* [Request]: Please pick out each line in the listing that contains the string "target". Only matches with the same uppercase and lowercase letters count.

* [Dataset records]:
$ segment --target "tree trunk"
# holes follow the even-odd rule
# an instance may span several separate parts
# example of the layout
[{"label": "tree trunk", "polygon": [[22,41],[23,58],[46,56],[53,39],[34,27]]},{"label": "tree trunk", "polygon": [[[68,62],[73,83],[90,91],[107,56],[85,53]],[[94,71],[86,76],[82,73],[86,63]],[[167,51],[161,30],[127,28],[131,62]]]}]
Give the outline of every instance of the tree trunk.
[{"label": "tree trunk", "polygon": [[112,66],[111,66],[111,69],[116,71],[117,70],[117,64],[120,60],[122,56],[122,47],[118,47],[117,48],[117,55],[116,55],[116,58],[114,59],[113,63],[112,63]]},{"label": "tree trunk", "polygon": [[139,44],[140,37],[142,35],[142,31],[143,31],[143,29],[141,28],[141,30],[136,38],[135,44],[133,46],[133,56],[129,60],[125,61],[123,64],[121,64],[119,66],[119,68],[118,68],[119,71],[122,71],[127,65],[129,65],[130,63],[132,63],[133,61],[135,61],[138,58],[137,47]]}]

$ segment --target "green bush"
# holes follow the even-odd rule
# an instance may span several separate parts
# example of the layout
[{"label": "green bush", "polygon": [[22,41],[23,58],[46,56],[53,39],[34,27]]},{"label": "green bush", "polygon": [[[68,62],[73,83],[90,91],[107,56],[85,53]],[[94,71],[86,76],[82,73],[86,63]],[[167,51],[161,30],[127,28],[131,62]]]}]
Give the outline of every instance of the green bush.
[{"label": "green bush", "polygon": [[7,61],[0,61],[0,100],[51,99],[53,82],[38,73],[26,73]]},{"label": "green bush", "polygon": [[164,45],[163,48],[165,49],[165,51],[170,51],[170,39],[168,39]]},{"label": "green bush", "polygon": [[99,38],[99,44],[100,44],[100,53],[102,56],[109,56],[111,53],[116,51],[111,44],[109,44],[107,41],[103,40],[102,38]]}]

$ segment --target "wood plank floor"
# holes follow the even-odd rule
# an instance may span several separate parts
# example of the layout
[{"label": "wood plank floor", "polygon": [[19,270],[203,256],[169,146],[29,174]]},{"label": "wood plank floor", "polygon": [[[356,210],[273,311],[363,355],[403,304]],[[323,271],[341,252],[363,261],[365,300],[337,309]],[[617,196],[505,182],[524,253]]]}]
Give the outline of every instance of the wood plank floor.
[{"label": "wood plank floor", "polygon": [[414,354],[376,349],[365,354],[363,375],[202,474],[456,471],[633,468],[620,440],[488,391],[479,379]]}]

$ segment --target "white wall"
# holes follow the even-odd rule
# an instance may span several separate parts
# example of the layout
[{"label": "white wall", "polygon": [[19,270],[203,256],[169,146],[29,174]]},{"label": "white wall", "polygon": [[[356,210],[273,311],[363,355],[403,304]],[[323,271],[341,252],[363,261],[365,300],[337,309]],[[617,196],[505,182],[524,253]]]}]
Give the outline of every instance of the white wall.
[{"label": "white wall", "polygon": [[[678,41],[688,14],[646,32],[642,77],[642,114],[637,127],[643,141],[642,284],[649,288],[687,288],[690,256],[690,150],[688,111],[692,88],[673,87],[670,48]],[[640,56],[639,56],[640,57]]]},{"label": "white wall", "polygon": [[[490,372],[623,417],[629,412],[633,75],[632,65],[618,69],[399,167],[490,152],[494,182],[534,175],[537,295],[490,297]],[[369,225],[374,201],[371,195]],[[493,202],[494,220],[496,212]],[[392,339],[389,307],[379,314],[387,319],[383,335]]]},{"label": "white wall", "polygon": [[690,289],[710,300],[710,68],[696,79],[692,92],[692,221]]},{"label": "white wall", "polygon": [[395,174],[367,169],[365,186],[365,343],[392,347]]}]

* [Written answer]:
$ segment --target "tree trunk"
$ segment --target "green bush"
$ segment --target "wood plank floor"
$ segment --target "white wall"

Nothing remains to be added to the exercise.